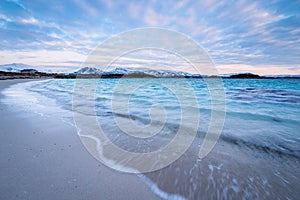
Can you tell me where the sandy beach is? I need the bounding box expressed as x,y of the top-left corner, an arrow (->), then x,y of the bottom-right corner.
0,80 -> 159,199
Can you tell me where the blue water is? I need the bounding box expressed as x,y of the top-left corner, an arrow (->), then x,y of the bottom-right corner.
30,79 -> 300,158
6,79 -> 300,199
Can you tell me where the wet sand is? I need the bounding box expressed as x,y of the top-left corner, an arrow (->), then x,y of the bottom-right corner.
0,80 -> 159,199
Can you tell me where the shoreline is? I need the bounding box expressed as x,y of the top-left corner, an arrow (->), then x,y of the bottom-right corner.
0,80 -> 300,199
0,80 -> 160,199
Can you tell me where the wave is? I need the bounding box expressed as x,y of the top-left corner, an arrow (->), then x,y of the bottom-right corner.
221,134 -> 300,159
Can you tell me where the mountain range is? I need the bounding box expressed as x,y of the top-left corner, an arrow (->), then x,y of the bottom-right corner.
0,63 -> 300,78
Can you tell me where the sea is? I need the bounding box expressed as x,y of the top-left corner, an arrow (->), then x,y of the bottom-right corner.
4,78 -> 300,199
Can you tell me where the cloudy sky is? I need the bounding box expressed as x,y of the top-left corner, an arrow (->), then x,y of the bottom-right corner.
0,0 -> 300,74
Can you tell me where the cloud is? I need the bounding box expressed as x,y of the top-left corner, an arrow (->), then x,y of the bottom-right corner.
0,0 -> 300,72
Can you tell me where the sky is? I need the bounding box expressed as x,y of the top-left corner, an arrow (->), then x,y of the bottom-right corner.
0,0 -> 300,74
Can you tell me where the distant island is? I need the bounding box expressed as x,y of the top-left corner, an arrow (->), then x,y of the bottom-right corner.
0,63 -> 300,80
■ ■ ■
• Do this: Arrange all the items above as a numbered list, one line per number, with blank lines skipped and the picture left out.

• Answer in full:
1. Can you tell me where the sandy beach is? I need the bounding box expressed as x,y of the top-left corner, an arrow (->), then x,y of the bottom-right corner.
2. 0,80 -> 159,199
3. Can you tell me where the blue water is? I need the bounding box expressed as x,y of the top-left corner, an arrow (->), then x,y of the bottom-right corner.
4. 30,79 -> 300,158
5. 6,79 -> 300,199
6. Can you tell me where the wet sand is? I need the bounding box expressed as x,y of the top-left corner, an arrow (->), then x,y of the bottom-right corner.
7. 0,80 -> 159,199
8. Can you tell me where the shoreline is? I need the bounding box expressed as x,y of the top-left corner, an arrow (->), then x,y of the bottom-right corner.
9. 0,80 -> 300,199
10. 0,80 -> 160,199
11. Can you tell me where the wave is? I need the bounding box expressed as x,y of the top-left corner, an arrow (->), then x,y of the bottom-right corner.
12. 221,134 -> 300,159
13. Can you tell me where the mountain range is? I need the bounding box expressed as x,y of the top-left corner, an arrow (->), then x,y of the bottom-right corner.
14. 0,63 -> 300,78
15. Can you tell me where the sea is? I need the bounding box expressed as x,y of the top-left corner, an arrow (->), then x,y of the bottom-right corner.
16. 4,78 -> 300,199
17. Can you tell me where the cloudy sky is? I need the bounding box expressed as x,y of the top-left corner, an arrow (->), then x,y of the bottom-right corner.
18. 0,0 -> 300,74
19. Can you tell me where the cloud is? I need the bounding box expressed as x,y of the top-left corner, an arrow (->), then x,y of the bottom-right corner.
20. 0,0 -> 300,72
21. Can you tell me where the sky is? I need the bounding box expressed as x,y of the top-left corner, an arrow (->), then x,y of the bottom-right corner.
22. 0,0 -> 300,74
23. Can you tell me where the distant island is? I need the bounding box expressed as x,y of the top-left corner, an arrow (->), then x,y of the bottom-right corner.
24. 0,63 -> 300,80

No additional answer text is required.